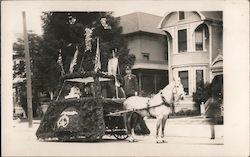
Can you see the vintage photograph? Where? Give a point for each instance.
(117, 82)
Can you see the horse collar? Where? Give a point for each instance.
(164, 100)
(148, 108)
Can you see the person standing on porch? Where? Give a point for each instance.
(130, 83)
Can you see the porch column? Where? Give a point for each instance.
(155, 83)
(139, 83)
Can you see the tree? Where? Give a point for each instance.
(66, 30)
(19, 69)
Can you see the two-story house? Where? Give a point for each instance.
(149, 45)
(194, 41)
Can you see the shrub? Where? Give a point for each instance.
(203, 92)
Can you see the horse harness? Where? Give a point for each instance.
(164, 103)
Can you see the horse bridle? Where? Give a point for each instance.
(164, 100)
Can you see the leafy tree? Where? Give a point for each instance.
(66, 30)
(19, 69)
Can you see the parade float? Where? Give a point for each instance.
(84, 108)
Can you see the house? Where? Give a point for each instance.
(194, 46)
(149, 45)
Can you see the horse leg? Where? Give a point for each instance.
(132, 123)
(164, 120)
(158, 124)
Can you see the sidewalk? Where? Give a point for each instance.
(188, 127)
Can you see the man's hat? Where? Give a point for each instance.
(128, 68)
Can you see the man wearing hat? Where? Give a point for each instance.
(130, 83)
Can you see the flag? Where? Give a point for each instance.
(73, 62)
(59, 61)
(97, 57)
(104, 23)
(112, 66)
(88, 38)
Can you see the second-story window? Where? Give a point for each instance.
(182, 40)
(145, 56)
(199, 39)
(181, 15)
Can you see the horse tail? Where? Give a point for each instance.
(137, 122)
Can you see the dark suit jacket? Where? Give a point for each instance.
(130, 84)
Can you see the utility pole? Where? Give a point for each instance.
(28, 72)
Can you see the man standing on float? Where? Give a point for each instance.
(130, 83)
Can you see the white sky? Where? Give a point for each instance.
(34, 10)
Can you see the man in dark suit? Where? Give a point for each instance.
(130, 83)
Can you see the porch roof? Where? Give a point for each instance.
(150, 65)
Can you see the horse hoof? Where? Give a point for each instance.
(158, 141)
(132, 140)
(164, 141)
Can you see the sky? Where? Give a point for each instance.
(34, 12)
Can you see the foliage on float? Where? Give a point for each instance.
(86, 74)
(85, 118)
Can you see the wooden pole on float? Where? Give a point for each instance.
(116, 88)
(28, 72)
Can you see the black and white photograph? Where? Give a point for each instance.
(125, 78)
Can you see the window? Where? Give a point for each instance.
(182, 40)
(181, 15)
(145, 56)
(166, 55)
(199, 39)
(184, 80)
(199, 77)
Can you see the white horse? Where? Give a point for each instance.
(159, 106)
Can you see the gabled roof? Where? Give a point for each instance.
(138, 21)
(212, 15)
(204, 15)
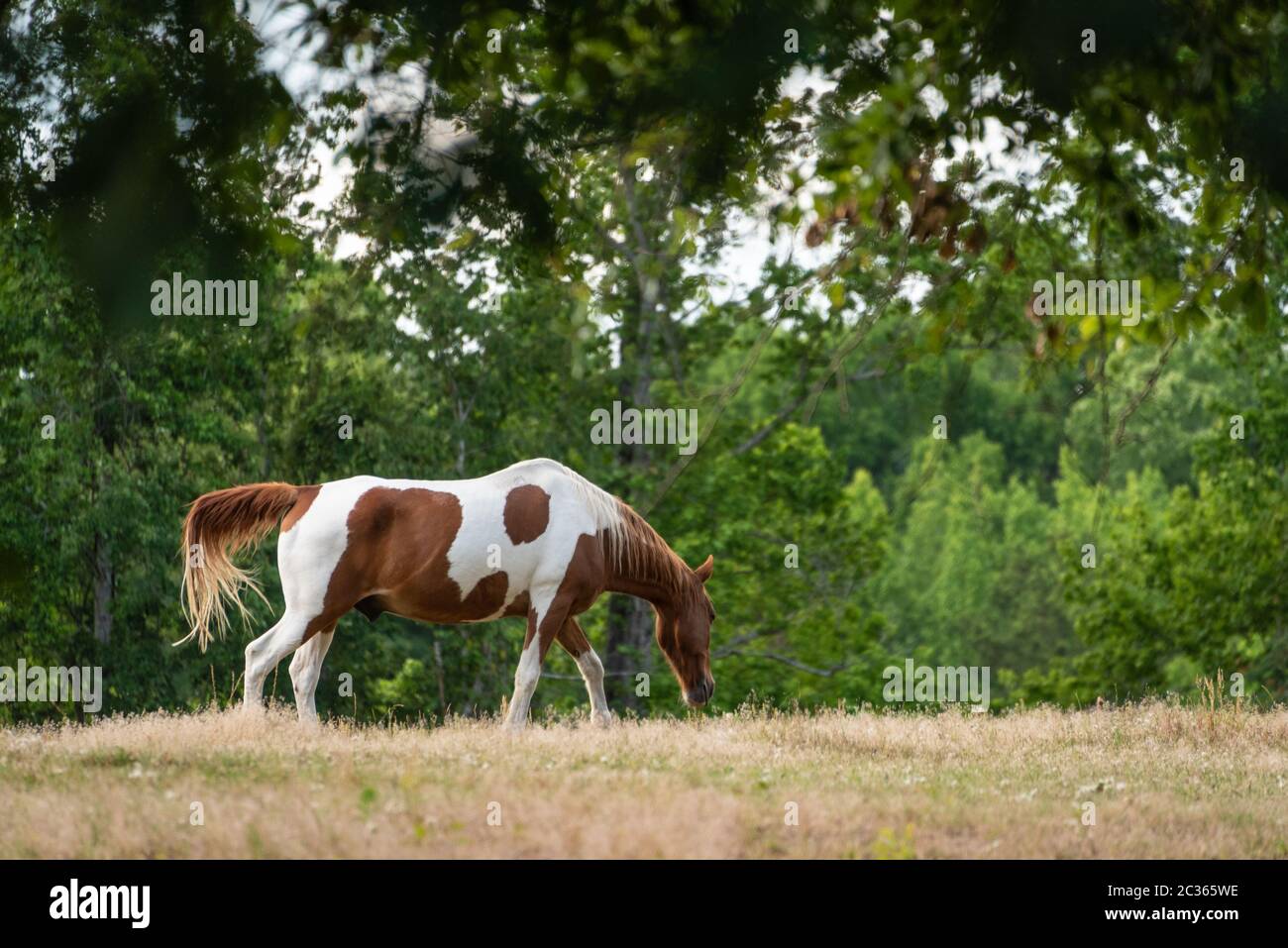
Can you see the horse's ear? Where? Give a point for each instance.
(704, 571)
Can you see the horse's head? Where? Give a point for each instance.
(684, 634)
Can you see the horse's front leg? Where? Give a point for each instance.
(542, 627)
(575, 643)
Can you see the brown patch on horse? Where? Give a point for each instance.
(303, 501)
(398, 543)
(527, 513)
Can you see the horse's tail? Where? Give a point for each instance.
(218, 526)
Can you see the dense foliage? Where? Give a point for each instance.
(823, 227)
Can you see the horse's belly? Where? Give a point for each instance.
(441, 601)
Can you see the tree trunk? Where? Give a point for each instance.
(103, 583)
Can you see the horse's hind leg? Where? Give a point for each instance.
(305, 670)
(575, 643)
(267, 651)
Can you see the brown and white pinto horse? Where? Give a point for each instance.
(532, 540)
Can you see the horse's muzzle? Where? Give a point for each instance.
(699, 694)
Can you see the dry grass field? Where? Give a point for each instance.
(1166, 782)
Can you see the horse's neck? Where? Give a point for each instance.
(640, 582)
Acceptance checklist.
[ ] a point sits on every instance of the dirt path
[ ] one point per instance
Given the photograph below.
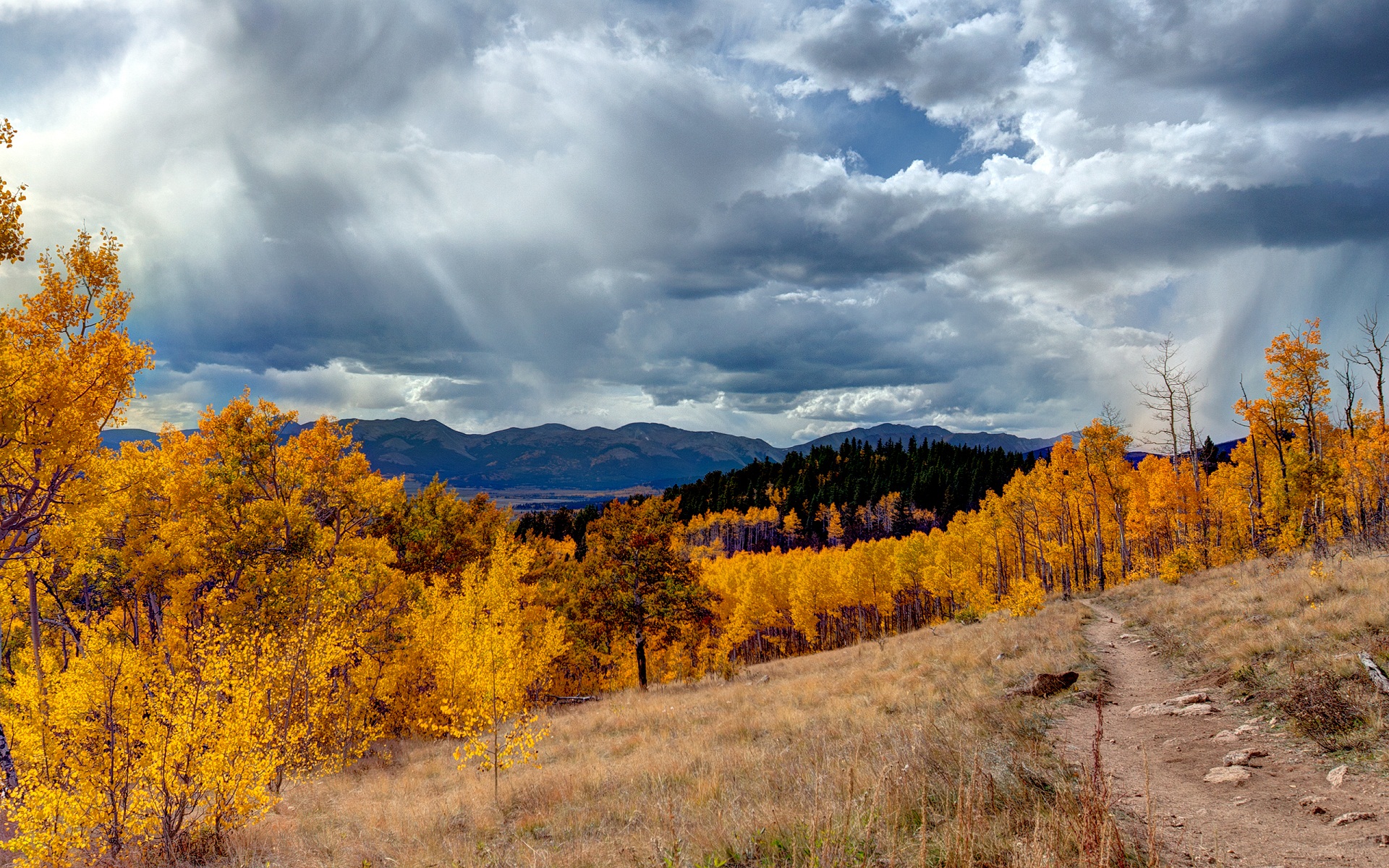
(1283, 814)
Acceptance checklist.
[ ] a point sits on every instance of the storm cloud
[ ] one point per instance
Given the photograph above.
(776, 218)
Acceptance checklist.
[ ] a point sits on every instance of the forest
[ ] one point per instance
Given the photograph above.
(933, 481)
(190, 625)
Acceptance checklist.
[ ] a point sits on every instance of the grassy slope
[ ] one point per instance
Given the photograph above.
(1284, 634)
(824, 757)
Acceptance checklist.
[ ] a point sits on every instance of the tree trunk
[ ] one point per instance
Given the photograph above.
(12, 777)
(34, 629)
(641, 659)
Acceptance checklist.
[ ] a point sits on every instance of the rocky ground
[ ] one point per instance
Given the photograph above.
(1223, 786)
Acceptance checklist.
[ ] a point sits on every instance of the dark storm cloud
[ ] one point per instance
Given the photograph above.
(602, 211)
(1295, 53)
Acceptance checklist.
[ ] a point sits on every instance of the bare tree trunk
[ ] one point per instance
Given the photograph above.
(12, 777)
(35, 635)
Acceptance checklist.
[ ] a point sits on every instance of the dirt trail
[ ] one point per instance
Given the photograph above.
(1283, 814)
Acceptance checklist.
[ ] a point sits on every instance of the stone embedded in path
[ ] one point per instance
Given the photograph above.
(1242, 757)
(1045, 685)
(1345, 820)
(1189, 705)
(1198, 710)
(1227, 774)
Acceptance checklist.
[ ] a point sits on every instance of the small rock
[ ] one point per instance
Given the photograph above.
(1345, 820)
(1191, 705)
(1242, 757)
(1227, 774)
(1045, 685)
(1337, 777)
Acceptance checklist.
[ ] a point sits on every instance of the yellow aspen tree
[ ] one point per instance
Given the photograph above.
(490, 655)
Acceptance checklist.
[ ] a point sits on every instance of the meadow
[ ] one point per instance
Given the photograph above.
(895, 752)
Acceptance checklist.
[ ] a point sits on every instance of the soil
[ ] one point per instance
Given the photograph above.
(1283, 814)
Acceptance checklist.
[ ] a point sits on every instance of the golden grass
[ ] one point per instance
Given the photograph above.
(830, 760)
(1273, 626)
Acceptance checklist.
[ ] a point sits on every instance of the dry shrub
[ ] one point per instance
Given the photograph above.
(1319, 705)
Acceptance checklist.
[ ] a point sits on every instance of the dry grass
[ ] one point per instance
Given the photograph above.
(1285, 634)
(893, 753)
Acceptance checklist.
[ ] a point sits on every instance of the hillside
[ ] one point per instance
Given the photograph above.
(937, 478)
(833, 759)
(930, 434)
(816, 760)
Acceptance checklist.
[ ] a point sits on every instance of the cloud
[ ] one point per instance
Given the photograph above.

____________________

- [Task prompt] Pull out every line in the records above that contains the string "suit", and list those lines. Case counts.

- [The answer]
Can you see the dark suit jacket? Where? Give a point for each instance.
Can you see the man in dark suit? Where? Give a point for each instance.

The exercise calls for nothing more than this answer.